▶ ASSIGNED TASK
Copy exactly the run of lines that begins at the line with "Locate the green parsley" and ends at the final line of the entries.

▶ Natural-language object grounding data
┄┄┄┄┄┄┄┄┄┄┄┄┄┄┄┄┄┄┄┄
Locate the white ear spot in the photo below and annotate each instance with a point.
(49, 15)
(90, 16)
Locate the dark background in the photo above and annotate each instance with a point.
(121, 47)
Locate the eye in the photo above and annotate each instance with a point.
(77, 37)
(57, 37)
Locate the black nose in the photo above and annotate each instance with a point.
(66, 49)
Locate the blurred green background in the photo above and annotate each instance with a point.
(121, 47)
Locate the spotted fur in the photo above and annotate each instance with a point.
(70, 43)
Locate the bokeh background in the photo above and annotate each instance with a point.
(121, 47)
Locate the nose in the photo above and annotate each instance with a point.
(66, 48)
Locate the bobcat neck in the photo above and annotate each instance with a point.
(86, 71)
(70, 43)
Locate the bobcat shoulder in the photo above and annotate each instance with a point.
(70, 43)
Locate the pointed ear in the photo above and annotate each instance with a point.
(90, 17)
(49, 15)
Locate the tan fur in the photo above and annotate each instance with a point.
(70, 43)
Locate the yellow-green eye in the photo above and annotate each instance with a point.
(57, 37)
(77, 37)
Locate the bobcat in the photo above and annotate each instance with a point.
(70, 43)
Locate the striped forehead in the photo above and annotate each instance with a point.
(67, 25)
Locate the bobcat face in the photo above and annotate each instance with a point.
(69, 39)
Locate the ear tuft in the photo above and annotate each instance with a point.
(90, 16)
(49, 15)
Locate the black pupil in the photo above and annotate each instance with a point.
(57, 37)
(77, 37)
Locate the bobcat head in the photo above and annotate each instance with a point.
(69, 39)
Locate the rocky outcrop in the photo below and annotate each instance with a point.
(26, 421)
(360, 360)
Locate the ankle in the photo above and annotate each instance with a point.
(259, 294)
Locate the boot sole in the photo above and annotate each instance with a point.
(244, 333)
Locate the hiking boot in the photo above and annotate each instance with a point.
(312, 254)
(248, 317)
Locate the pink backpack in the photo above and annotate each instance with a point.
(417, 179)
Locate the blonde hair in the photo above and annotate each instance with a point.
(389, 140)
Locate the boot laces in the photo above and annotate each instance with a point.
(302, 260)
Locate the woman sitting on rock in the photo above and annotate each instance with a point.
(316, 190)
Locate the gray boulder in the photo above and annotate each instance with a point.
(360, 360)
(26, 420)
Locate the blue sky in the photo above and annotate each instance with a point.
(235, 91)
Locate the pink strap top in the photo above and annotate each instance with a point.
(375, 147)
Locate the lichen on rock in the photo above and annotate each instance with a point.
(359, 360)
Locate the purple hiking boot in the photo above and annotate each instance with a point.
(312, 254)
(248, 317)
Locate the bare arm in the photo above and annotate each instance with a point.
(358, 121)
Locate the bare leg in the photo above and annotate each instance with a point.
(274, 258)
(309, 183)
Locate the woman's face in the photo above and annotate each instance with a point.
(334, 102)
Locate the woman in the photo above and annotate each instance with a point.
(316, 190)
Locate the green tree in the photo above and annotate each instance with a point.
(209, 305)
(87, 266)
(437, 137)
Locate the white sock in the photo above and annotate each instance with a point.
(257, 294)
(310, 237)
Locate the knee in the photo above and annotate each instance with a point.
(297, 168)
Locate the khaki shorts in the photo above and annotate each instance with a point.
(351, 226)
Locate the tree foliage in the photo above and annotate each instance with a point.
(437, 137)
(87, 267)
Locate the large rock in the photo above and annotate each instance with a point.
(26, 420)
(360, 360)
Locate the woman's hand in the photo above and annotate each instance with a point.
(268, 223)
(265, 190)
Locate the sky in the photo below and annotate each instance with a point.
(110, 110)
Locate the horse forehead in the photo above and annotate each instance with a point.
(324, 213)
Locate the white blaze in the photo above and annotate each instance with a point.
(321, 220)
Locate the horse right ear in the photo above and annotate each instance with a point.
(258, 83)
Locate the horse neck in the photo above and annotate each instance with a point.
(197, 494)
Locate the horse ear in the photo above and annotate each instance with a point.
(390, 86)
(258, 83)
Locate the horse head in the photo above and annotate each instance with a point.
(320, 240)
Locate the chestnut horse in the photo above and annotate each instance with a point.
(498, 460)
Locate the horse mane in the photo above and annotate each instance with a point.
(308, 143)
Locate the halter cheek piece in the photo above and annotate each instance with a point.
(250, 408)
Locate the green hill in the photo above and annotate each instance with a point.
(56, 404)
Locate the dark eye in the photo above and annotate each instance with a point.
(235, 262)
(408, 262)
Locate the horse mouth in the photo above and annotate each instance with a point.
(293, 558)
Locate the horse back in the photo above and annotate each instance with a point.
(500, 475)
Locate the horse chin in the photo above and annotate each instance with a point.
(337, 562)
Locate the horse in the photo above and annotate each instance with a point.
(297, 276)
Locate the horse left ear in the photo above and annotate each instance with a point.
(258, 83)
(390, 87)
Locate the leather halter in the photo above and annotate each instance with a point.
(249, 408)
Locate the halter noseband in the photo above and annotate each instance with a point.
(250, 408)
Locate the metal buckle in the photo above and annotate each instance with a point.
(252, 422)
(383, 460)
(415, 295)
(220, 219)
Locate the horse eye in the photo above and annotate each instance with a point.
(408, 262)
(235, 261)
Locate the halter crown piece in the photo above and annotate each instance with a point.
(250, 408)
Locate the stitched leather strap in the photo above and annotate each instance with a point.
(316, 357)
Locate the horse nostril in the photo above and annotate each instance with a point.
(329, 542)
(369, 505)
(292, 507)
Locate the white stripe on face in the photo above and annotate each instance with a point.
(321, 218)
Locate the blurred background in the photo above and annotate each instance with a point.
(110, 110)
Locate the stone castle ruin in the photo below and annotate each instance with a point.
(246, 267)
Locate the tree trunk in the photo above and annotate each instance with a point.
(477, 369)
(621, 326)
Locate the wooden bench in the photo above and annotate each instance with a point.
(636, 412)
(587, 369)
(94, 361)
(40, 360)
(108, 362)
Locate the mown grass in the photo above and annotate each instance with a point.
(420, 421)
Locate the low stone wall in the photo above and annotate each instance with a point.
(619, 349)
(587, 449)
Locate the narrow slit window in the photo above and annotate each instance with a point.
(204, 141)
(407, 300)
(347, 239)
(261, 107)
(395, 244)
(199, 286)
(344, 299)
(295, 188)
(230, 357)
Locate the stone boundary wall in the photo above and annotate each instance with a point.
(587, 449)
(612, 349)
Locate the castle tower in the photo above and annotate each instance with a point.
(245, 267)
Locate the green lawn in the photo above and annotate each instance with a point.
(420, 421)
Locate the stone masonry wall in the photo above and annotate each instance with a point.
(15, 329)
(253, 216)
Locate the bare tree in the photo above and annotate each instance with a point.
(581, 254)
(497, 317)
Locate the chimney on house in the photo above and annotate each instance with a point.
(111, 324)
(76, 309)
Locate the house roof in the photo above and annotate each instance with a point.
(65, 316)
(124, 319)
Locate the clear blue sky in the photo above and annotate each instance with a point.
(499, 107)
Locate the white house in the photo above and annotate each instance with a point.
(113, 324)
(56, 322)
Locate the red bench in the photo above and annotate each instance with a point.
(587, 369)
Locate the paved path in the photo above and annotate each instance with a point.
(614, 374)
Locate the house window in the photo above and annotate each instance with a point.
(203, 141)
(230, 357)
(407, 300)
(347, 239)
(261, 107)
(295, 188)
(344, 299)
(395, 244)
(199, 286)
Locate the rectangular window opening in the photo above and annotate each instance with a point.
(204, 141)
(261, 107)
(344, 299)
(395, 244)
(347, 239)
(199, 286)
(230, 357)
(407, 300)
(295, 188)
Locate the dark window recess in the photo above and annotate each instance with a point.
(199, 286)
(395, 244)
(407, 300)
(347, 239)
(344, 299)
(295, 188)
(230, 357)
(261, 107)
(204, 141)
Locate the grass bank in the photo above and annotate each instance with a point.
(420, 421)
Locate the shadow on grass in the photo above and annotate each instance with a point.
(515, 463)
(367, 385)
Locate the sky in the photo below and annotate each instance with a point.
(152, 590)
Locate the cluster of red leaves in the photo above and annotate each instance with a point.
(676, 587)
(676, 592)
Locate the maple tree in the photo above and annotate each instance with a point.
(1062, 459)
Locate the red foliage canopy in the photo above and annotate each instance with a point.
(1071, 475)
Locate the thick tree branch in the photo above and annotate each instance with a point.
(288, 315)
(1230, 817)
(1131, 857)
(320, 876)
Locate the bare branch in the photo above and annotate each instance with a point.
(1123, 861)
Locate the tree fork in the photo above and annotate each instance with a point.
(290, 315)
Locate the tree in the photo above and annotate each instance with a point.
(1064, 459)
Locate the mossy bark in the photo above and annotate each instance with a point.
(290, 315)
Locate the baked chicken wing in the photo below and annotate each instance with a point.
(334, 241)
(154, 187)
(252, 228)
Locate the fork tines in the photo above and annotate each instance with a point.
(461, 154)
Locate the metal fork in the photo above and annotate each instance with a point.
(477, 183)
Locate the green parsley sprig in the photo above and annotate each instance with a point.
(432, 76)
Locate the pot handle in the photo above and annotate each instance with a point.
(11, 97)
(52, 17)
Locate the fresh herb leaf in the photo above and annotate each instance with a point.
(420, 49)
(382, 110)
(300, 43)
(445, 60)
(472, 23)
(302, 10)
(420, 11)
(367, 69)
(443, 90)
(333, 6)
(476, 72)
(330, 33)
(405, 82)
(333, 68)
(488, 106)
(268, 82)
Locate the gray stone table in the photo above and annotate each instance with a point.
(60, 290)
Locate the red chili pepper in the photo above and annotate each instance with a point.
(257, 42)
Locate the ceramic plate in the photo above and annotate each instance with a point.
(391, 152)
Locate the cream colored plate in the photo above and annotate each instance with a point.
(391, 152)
┄┄┄┄┄┄┄┄┄┄┄┄┄┄┄┄┄┄┄┄
▶ EXERCISE SOLUTION
Locate the green parsley sprig in the photo above and annotate each instance with a point.
(432, 76)
Locate the pot handle in the photo above and annotate each instance with a point.
(11, 97)
(52, 17)
Locate the fresh herb leaf in the photo above and annotate each instance with a point.
(420, 49)
(382, 110)
(300, 43)
(445, 60)
(472, 23)
(302, 10)
(420, 11)
(367, 69)
(443, 90)
(333, 6)
(476, 72)
(330, 33)
(405, 82)
(333, 68)
(488, 106)
(268, 82)
Locate the gray stone table in the photo above and annotate each instance with a point.
(60, 290)
Locate the red chili pepper in the photo above and annotate each instance with a point.
(257, 42)
Locate the ceramic plate in the photo above and annotate each instance with a point.
(391, 152)
Locate the cream colored plate in the photo above and annotate each instance with a point.
(391, 152)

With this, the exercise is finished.